▶ [Lista de tarefas]
1. Resuma o excerto em duas frases.
2. Reproduza o trecho do excerto entre "23. E, que, não" e "caso julgado material.", inclusive.

▶ [Excerto]

****************

22. Que, confrontada a factualidade mais relevante, independentemente da qualificação jurídica que foi dada - contrato de empreitada ou contrato de prestação de serviços - mas que aqui não releva, importa considerar que é idêntica a materialidade invocada pelas partes, em ambas as acções...

23. E, que, não cabe recurso para o STJ do Acórdão da relação que anule a decisão do tribunal de Ia instância, com base no disposto pelo art°. 662° n°s. 1, c) e 4 do CPC, estando ainda vedado ao STJ apreciar se a relação extravasou os poderes que a lei lhe comete, nomeadamente se poderia determinar á Ia instância a ampliação da matéria de facto, ou antes deveria, oficiosamente, realizá-lo, com base no teor do documento autêntico (certidão de sentença) em ordem a dele retirar o que fosse pertinente, do ponto de vista de facto, tomando em consideração a função positiva do caso julgado material.

****************

▶ [Extrato de dados]
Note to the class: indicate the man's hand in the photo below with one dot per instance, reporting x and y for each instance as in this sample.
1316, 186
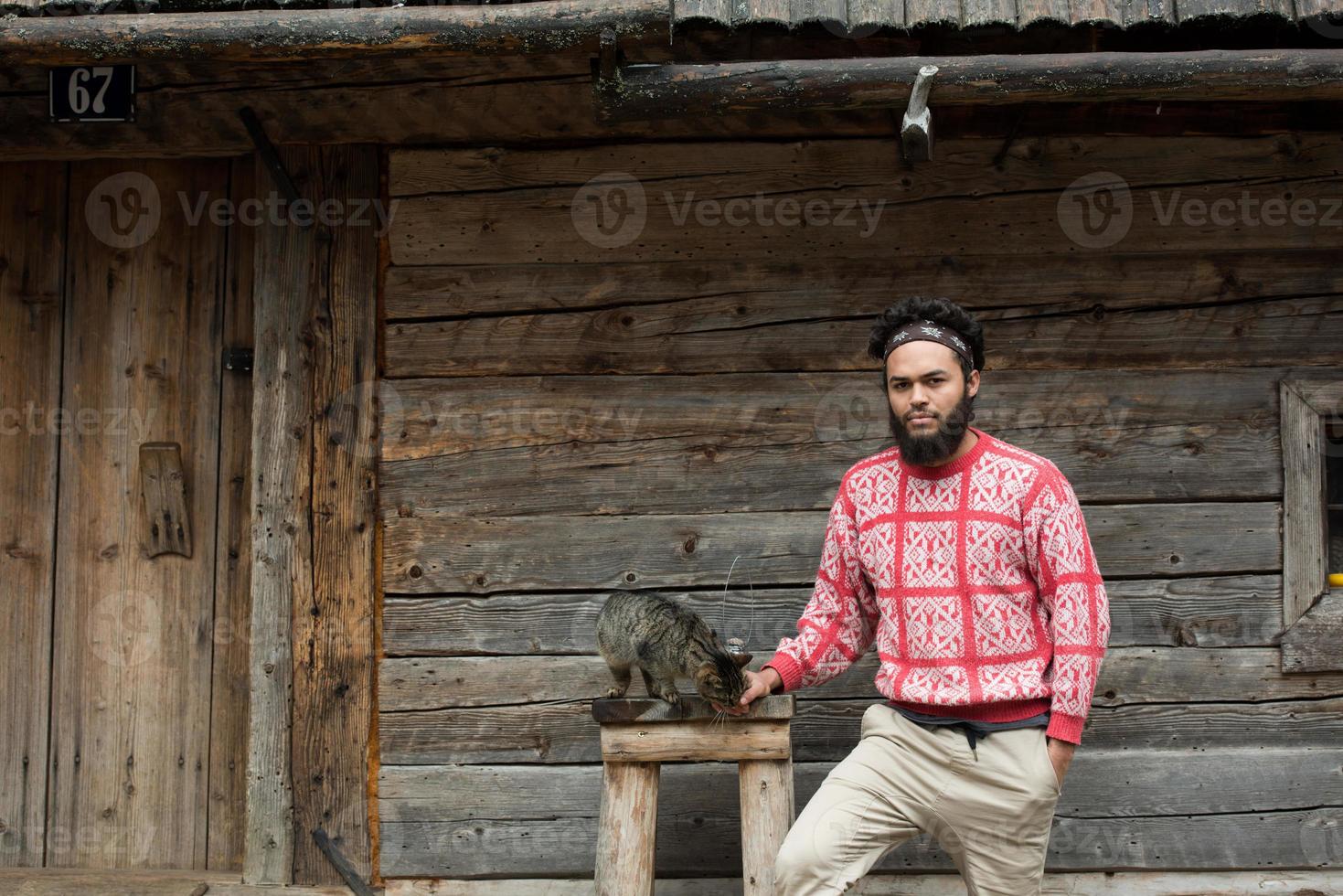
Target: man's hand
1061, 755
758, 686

****************

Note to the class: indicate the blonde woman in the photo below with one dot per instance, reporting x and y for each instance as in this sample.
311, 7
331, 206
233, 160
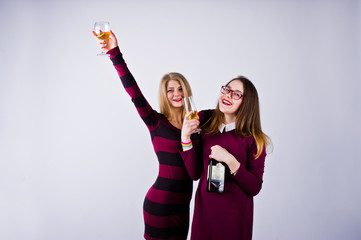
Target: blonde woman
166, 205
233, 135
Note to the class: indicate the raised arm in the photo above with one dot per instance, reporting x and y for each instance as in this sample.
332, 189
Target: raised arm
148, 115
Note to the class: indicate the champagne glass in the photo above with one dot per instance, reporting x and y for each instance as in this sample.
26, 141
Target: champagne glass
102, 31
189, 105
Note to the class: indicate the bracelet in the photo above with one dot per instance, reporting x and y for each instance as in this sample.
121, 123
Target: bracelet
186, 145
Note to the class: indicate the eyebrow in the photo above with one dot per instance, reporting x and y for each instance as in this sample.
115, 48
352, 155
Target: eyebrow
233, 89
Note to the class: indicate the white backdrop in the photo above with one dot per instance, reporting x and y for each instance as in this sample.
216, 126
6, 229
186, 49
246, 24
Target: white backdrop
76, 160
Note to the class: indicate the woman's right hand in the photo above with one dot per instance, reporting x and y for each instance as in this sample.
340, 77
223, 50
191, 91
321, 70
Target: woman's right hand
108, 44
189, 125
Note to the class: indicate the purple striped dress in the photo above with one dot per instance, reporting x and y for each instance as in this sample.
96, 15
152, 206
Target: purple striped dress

****************

▶ [Exercício resolvido]
1. Independentemente de o contrato ser qualificado como empreitada ou como prestação de serviços, a materialidade invocada pelas partes é idêntica nas duas ações. Não cabe recurso para o STJ do acórdão da relação que anule a decisão da 1.ª instância com base no art.º 662.º, n.ºs 1, c), e 4, do CPC, e o STJ também não pode apreciar se a relação extravasou os seus poderes, nomeadamente ao determinar a ampliação da matéria de facto em vez de a realizar oficiosamente com base na certidão de sentença.

2.
23. E, que, não cabe recurso para o STJ do Acórdão da relação que anule a decisão do tribunal de Ia instância, com base no disposto pelo art°. 662° n°s. 1, c) e 4 do CPC, estando ainda vedado ao STJ apreciar se a relação extravasou os poderes que a lei lhe comete, nomeadamente se poderia determinar á Ia instância a ampliação da matéria de facto, ou antes deveria, oficiosamente, realizá-lo, com base no teor do documento autêntico (certidão de sentença) em ordem a dele retirar o que fosse pertinente, do ponto de vista de facto, tomando em consideração a função positiva do caso julgado material.